*WHAT YOU HAVE TO DO*: Find every line in the entries that contains the string "target" and copy each one out. Letter case counts.

---

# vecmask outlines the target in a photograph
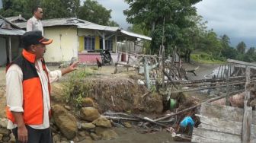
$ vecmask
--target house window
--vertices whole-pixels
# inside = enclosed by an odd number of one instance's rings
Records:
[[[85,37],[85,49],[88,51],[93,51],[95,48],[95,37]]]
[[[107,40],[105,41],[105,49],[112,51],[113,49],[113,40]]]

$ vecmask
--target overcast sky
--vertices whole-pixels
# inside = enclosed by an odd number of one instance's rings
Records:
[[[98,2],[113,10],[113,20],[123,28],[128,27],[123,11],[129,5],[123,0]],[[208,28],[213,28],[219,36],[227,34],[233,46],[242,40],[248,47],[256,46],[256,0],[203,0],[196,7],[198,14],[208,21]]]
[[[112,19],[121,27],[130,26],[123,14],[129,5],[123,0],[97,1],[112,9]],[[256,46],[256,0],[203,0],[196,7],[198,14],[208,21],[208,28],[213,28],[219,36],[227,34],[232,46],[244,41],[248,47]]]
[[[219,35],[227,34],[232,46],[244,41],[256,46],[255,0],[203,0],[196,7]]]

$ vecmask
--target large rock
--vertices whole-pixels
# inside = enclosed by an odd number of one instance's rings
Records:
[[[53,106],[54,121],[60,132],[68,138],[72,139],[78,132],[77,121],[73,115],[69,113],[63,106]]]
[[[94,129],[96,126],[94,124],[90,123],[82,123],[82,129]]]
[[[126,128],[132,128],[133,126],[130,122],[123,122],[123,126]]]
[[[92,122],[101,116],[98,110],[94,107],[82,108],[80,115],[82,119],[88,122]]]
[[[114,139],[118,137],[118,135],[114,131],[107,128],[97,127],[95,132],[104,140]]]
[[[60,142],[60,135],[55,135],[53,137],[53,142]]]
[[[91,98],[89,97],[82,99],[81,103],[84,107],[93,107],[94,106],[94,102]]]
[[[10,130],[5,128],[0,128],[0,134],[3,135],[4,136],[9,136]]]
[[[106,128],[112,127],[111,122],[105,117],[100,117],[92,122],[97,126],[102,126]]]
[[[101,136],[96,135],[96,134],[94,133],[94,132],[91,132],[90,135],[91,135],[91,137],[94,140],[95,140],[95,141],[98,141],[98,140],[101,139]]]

---

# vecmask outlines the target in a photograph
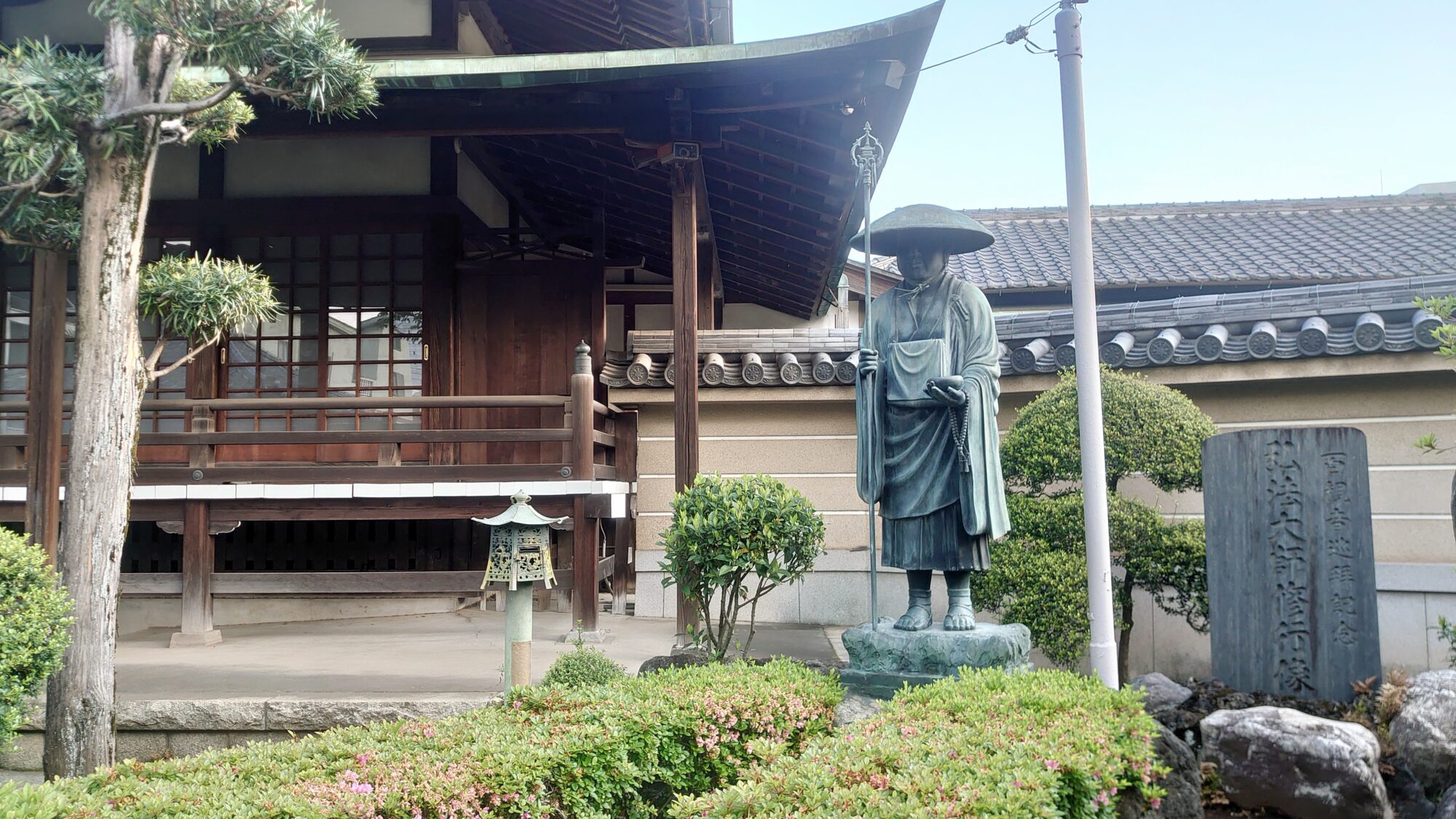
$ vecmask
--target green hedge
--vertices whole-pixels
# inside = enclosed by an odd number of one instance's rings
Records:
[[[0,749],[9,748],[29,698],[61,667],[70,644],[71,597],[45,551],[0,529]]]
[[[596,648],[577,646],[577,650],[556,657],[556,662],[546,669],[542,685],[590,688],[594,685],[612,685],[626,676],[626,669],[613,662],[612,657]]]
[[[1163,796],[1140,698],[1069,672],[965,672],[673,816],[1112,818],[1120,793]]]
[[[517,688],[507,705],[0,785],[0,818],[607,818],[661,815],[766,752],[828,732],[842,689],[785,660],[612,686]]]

---

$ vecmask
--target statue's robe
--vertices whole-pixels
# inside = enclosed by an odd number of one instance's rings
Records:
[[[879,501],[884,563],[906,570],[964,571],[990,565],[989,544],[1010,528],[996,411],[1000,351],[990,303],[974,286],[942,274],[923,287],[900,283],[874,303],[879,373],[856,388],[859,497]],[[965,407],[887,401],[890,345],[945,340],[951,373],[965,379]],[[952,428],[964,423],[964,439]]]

---

*WRITTEN SOLUTION*:
# vecmask outlines the target in a photograph
--target house window
--target overcast sky
--target large rock
# vecmask outlines the target in a photograph
--target green hedge
--target statue's robe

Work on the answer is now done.